Teks Bacaan |

○ ○ ○

Perlukah Nasionalisasi Perusahaan dan Asset Asing?


Selama beberapa minggu belakangan ini, terutama setelah kenaikan BBM, ramai media massa nasional memberitakan aksi protes dan demonstrasi masyarakat. Salah isu yang menarik diangkat dari protes dan demonstrasi ini adalah munculnya isu tuntutan nasionalisasi perusahaan dan asset asing. Banyak masyarakat yang menuntun pemerintah mengikuti langkah Bolivia, Pakistan dana Venezuela menasionalisasikan perusahaan asing dan mengambil alih asset asing. Isu ini menarik karena ditawarkan seakan sebagai suatu solusi terhadap kenaikan harga BBM dan segala masalah bangsa lainnya.
Hal ini sangat menarik buat saya, pertanyaannya, mungkinkah itu? Jujur saja, ketika dikaji lebih jauh, para pendemo tidak menawarkan konsep yang jelas tentang apa yang dimaksud dengan “nasionalisasi perusahaan asing dan pengambil-alihan asset asing.” Banyak di antara mereka yang hanya berteriak dengan slogan dan tuntutan nasionalisasi, namun tidak ada penjelasan dan konsep lebih lanjut daripada tuntutan dan slogan itu. Satu-satunya yang saya bisa peroleh tentang konsep “nasionalisasi perusahaan asing dan pengambil-alihan asset asing” adalah tulisan seorang mahasiswa yang meminta pemerintah agar “membatalkan kontrak-kontrak pengelolaan hasil tambang kita yang sebagian besar sangat merugikan RI.” Hanya itu dan tidak ada konsep yang lebih jelas dan rinci lagi. Sangat disayangkan memang.
Apabila kita kaji dari aspek hokum, nasionalisasi perusahaan dan pengambil-alihan asset asing telah menjadi bagian dari kebiasaan internasional yang sering terjadi. Prinsip utama dalam nasionalisasi perusahaan asing dan pengambil-alihan asset asing adalah kewajiban baginegara untuk memberikan ganti rugi secara “prompt, effective and adequate”. Memang sebelumnya ada kasus dimana nasionalisasi perusahaan asing dan pengambil-alihan asset asing tersebut dilakukan oleh Negara secara sepihak dan tanpa ada ganti rugi yang memadai (tindakan yang kemudian disebut dengan istilah “expropriation”), namun sekarang tindakan ini tidak lagi dapat dibenarkan dari segi hokum internasional sendiri. Terutama setelah PBB mengeluarkannya Resolusi 1803 “ Permanent Sovereignty over National Resources” yang menegaskan bahwa dalam nasionalisasi perusahaan dan pengambil-alihan asset asing, Negara harus member ganti rugi yang memadai terhadap pihak pemilik perusahaan dan asset asing yang diambil alih.

○ ○ ○

Data yang Diberikan |
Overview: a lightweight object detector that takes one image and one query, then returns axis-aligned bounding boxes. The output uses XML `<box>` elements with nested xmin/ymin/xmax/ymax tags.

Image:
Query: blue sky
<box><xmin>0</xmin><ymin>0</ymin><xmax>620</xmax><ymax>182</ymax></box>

○ ○ ○

Soal Latihan 1 |
Salin bagian artikel tentang nasionalisasi mulai dari "Selama beberapa minggu" sampai dengan "masalah bangsa lainnya.".
Soal Latihan 2 |
Menurut artikel tentang nasionalisasi, resolusi PBB mana yang menegaskan bahwa negara harus memberi ganti rugi yang memadai saat mengambil alih perusahaan dan aset asing?
Soal Latihan 3 |
Teruskan artikel tentang nasionalisasi setelah kalimat terakhirnya.
Data tersebut merupakan bahan tersendiri yang terpisah dari artikel.

Jawaban yang Diharapkan 1 |
Selama beberapa minggu belakangan ini, terutama setelah kenaikan BBM, ramai media massa nasional memberitakan aksi protes dan demonstrasi masyarakat. Salah isu yang menarik diangkat dari protes dan demonstrasi ini adalah munculnya isu tuntutan nasionalisasi perusahaan dan asset asing. Banyak masyarakat yang menuntun pemerintah mengikuti langkah Bolivia, Pakistan dana Venezuela menasionalisasikan perusahaan asing dan mengambil alih asset asing. Isu ini menarik karena ditawarkan seakan sebagai suatu solusi terhadap kenaikan harga BBM dan segala masalah bangsa lainnya.

Jawaban yang Diharapkan 2 |
Resolusi 1803 "Permanent Sovereignty over National Resources".

Jawaban yang Diharapkan 3 |
Dalam sejarahnya, lewat UU NOmor 86 Tahun 1958 Tentang Nasionalisasi Perusahaan-Perusahaan Asing, Indonesia pernah berusaha melakukan nasionalisasi perusahaan dan pengambil-alihan asset asing. Nasionalisasi dilakukan terhadap perusahaan-perusahaan Belanda disertai dengan pengusiran 46.000 pegawai berkebangsaan asing. Aksi nasionalisasi perusahaan dan pemngambiilalihan asset asing ini dilakukan tanpa ada ganti rugi dan kompensasi yang layak.
Keputusan ini berdampak besar terhadap perekonomian Indonesia, bahkan banyak ahli yang menyebut bahwa keputusan inilah yang menyebabkan keterpurukan ekonomi yang membawa kejatuhan pemerintahan Soekarni pada tahun 1965. Nasionalisasi ini tidak tanpa kritik, menurut Sjafruddin Prawiranegara tindakan itu yang tanpa perencanaan matang akan mendatangkan akibat yang sangat parah pada perekonomian Indonesia. Bung Hatta mengatakan bahwa tindakan itu hanya dilakukan berdasar sentimen belaka, tanpa perencanaan matang. Sejarah kemudian menunjukkan bahwa nasionalisasi perusahaan Belanda yang dijadikan BUMN ternyata pengelolaannya menjadi berantakan akibat salah urus dan korupsi.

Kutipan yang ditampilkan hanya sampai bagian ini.